EXERCISE DESCRIPTION:
Recast every line of the entries below as a JSON list of strings, one string per line, leaving out any blank lines.

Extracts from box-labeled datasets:
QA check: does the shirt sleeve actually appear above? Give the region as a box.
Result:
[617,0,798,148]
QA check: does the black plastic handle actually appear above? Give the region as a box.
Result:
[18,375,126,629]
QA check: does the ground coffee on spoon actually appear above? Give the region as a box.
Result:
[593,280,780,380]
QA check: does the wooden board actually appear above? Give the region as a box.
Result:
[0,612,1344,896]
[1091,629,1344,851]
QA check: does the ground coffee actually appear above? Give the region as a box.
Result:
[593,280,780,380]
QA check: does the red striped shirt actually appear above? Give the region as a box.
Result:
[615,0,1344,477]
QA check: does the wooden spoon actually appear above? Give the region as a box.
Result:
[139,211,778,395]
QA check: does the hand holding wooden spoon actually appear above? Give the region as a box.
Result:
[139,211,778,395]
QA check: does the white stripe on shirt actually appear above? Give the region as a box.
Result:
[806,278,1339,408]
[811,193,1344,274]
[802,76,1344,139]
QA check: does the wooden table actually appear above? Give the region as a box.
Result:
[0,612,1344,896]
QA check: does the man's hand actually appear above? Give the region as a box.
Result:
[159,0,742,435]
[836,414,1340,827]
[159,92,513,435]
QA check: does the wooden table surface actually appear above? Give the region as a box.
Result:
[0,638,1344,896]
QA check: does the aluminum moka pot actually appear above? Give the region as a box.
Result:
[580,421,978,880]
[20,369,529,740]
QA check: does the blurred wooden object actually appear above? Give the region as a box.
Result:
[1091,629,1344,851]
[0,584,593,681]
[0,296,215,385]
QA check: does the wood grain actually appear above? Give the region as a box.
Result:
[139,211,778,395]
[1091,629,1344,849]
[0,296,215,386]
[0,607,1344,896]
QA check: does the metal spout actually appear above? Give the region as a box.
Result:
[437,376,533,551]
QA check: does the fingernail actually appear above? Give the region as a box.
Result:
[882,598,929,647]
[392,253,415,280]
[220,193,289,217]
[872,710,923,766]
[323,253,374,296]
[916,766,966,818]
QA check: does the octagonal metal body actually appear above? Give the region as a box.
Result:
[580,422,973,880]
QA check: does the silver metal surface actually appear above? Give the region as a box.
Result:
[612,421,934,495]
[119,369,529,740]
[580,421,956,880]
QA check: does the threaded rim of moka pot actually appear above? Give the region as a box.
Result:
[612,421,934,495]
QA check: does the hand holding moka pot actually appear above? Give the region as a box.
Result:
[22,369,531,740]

RESPONSE TO THIS EXERCISE:
[
  "QA check: does the shirt sleeve actually appear above? Give the region as a box.",
  "Result:",
  "[617,0,798,148]",
  "QA check: does the black plastic handle actually appear above? Give the region as a box.",
  "Result:",
  "[18,375,126,629]",
  "QA check: does the ground coffee on spoon actually appear above? Give the region as a box.",
  "Result:",
  "[593,280,780,380]",
  "QA check: does the wooden board actually appear above? Give the region as a box.",
  "Result:",
  "[0,612,1344,896]",
  "[1091,629,1344,851]",
  "QA check: does the ground coffee actually appear above? Give the region as a box.",
  "Result:",
  "[593,280,780,380]",
  "QA check: does the red striped shirt actually appear above? Give the region as a box.",
  "Result:",
  "[615,0,1344,477]",
  "QA check: does the wooden spoon actually appear above? Give the region as a box.",
  "Result:",
  "[139,211,778,395]",
  "QA check: does the hand holding wooden spoon actually appear above? Give the region as a box.",
  "Result:",
  "[139,211,778,395]",
  "QA check: does the white stripe on shirt actually appear above? Give the region as a box.",
  "Result:",
  "[806,278,1339,408]",
  "[811,193,1344,274]",
  "[802,76,1344,139]",
  "QA check: does the wooden table actually appear above? Give the region as a box.",
  "Result:",
  "[0,612,1344,896]",
  "QA check: does the man's hand actually appear above? Give the region as a box.",
  "Result:",
  "[159,0,742,435]",
  "[836,414,1340,827]",
  "[159,92,513,435]",
  "QA check: does the wooden table surface actually appear above? Give the region as a box.",
  "Result:",
  "[0,638,1344,896]",
  "QA check: does the aluminum moka pot actually appear above? Give the region as a box.",
  "Result:",
  "[580,421,978,880]",
  "[20,369,529,740]",
  "QA check: does the blurred wooden object actually appear above? Give the region as a box.",
  "Result:",
  "[1091,629,1344,851]",
  "[0,584,593,681]",
  "[0,296,215,385]",
  "QA check: does the wood grain actually appear above? Give the region as a box.",
  "Result:",
  "[139,211,778,395]",
  "[1091,629,1344,849]",
  "[0,296,215,386]",
  "[0,607,1344,896]",
  "QA check: does the metal spout actually appear above? Give the region as a box.",
  "Result:",
  "[437,376,533,551]",
  "QA check: does the fingernail actually appear above? Give the region as a box.",
  "Result:",
  "[882,598,929,647]",
  "[392,253,415,280]",
  "[220,193,289,217]",
  "[872,710,923,766]",
  "[323,253,374,296]",
  "[916,766,966,818]",
  "QA check: does the octagonal metal body actually appear above? Give the region as a box.",
  "Result:",
  "[580,422,973,880]",
  "QA check: does the silver metal surface actually appear above? Give the region as a box.",
  "Result:",
  "[612,421,934,495]",
  "[119,369,529,740]",
  "[580,421,956,880]",
  "QA check: does the threaded rim of moka pot actually appear above? Give the region as a box.",
  "Result:",
  "[612,421,934,495]",
  "QA check: does the hand holding moka pot actually appear above? Give the region as a box.",
  "Result:",
  "[22,369,531,740]"
]